▸ WRITTEN TASK: Output every line of the data exactly as it appears.

▸ TASK DATA:
↓

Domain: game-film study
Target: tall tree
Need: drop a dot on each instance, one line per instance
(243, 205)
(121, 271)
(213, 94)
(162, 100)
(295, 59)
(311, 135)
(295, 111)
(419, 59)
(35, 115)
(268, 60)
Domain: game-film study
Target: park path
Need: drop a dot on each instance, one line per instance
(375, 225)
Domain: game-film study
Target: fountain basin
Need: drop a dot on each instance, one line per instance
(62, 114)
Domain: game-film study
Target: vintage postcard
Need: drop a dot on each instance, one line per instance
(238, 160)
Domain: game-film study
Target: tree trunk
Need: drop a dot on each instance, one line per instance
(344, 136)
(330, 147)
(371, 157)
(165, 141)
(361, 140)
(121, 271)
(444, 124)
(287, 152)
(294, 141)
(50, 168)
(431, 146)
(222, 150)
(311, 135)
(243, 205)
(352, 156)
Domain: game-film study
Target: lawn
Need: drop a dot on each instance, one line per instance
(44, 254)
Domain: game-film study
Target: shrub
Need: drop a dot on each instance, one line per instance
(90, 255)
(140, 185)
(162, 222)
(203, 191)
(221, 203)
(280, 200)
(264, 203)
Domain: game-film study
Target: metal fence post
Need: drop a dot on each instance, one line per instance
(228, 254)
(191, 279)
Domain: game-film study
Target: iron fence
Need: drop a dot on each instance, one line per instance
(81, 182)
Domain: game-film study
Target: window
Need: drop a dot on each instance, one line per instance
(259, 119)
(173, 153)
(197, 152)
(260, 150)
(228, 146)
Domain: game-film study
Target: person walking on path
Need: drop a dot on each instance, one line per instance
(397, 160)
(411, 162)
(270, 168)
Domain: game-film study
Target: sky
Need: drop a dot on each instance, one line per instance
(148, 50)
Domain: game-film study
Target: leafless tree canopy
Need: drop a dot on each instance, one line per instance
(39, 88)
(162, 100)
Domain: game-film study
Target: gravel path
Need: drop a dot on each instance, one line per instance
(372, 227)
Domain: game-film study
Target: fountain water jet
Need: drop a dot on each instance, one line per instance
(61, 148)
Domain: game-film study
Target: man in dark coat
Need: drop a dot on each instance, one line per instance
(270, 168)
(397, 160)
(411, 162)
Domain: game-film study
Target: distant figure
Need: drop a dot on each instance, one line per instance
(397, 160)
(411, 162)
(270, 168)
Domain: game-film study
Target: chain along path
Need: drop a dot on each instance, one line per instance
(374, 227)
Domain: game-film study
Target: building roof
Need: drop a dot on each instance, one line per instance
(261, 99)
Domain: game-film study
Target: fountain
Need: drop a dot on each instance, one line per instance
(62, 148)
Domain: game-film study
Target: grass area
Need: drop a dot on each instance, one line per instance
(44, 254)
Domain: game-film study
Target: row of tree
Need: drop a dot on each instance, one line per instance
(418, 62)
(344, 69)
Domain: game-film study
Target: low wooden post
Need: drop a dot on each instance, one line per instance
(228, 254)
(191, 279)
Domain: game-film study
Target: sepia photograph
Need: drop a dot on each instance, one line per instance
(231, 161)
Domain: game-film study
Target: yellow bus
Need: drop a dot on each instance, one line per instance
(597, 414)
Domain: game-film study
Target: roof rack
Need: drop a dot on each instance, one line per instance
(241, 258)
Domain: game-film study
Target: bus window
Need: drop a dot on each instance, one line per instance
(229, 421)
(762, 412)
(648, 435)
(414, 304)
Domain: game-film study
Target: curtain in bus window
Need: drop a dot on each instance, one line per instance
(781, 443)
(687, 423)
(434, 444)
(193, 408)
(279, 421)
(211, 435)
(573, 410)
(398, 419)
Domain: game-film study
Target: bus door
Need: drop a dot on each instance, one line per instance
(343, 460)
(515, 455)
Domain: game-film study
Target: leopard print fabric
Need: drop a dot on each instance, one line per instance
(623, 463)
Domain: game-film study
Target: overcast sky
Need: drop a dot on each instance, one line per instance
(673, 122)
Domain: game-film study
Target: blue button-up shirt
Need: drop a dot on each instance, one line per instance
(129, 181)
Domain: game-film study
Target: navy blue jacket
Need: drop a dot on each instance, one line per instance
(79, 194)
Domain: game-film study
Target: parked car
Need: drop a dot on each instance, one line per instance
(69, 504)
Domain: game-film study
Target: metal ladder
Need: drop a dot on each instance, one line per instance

↑

▸ TASK RESPONSE:
Domain: game-film study
Target: tall tree
Need: drop a dot on each instance, one line per instance
(243, 205)
(121, 271)
(213, 94)
(162, 100)
(295, 59)
(311, 135)
(295, 111)
(419, 59)
(35, 115)
(268, 60)
Domain: game-film study
Target: park path
Need: drop a dot on each instance, one line per instance
(375, 225)
Domain: game-film study
Target: fountain basin
Need: drop a dot on each instance, one line per instance
(62, 114)
Domain: game-film study
Target: vintage postcard
Need: drop a dot on each instance, one line per instance
(238, 160)
Domain: game-film study
Target: tree trunk
Need: drop a dot on each instance, one line per instance
(344, 136)
(330, 147)
(371, 157)
(165, 141)
(361, 140)
(121, 271)
(444, 124)
(287, 152)
(294, 141)
(50, 168)
(431, 146)
(222, 150)
(311, 135)
(243, 205)
(352, 156)
Domain: game-film study
Target: lawn
Need: drop a dot on each instance, one line per instance
(44, 254)
Domain: game-film study
Target: shrub
Need: drop a dot on each instance, one line per instance
(90, 255)
(140, 185)
(162, 222)
(203, 191)
(221, 203)
(280, 200)
(264, 203)
Domain: game-film study
Target: metal fence post
Need: drop a dot on each instance, one line per instance
(228, 254)
(191, 279)
Domain: game-film study
Target: iron fence
Need: drop a dot on each instance, one line per instance
(81, 182)
Domain: game-film study
Target: window
Need: drop a dot on each instance, one line per instance
(259, 119)
(173, 153)
(197, 152)
(260, 150)
(228, 146)
Domain: game-film study
Target: person walking on path
Need: drop a dot on each instance, one line per instance
(397, 160)
(411, 162)
(270, 168)
Domain: game-film study
Target: sky
Need: drop a dot on each instance, one line per instance
(148, 50)
Domain: game-film study
Target: leafless tree canopy
Need: drop a dot on each instance, one line per instance
(39, 88)
(162, 100)
Domain: game-film study
Target: gravel path
Need: drop a dot on each instance, one line per instance
(372, 227)
Domain: game-film study
Target: fountain water jet
Need: drop a dot on each instance, one line per instance
(61, 148)
Domain: game-film study
Target: man in dark coat
Need: drop a dot on each instance, one line per instance
(270, 168)
(397, 160)
(411, 162)
Domain: game-film study
Target: distant figure
Need: drop a dot on each instance, one line per instance
(397, 160)
(411, 162)
(270, 168)
Domain: game-film study
Target: chain along path
Need: drop a dot on each instance, one line per instance
(374, 227)
Domain: game-film study
Target: building roof
Need: drop a dot on each instance, one line per instance
(261, 99)
Domain: game-film study
Target: fountain
Need: drop a dot on each instance, one line per instance
(62, 148)
Domain: game-film study
Target: grass area
Need: drop a dot on each instance, one line per instance
(44, 254)
Domain: game-film study
Target: row of tree
Need: drop a dot on each instance, one line per instance
(418, 62)
(344, 69)
Domain: game-film study
Target: low wooden post
Need: drop a dot on each instance, one line per instance
(228, 254)
(191, 279)
Domain: game-film study
Target: sepia photograph
Need: drop a dot on each instance, one line per instance
(231, 161)
Domain: game-film study
Target: yellow bus
Need: drop a dot on each instance, one line per instance
(597, 414)
Domain: game-film study
Target: roof rack
Need: drop a dot on each instance, one line per instance
(241, 258)
Domain: game-film study
Target: bus window
Need: drop a dot on each instance, one line per instance
(229, 421)
(762, 412)
(648, 435)
(414, 304)
Domain: game-film study
Target: curtain in bus window
Need: drop a dot on each instance, one line per instance
(781, 443)
(687, 423)
(434, 444)
(193, 408)
(279, 421)
(211, 435)
(573, 410)
(398, 419)
Domain: game-film study
Target: bus door
Need: drop a dot on each instance, one line per instance
(343, 460)
(515, 455)
Domain: game-film study
Target: leopard print fabric
Need: drop a dot on each instance, one line per instance
(623, 463)
Domain: game-film study
Target: overcast sky
Need: drop a dot on each instance, one line per instance
(673, 122)
Domain: game-film study
Target: blue button-up shirt
Need: drop a dot on each instance, one line per instance
(129, 181)
Domain: game-film study
Target: navy blue jacket
Need: drop a dot on each instance, one line per instance
(79, 194)
Domain: game-film study
Target: parked car
Need: drop a dot on each instance, one line per instance
(69, 504)
Domain: game-film study
Target: metal ladder
Need: drop a dot on each instance, one line per instance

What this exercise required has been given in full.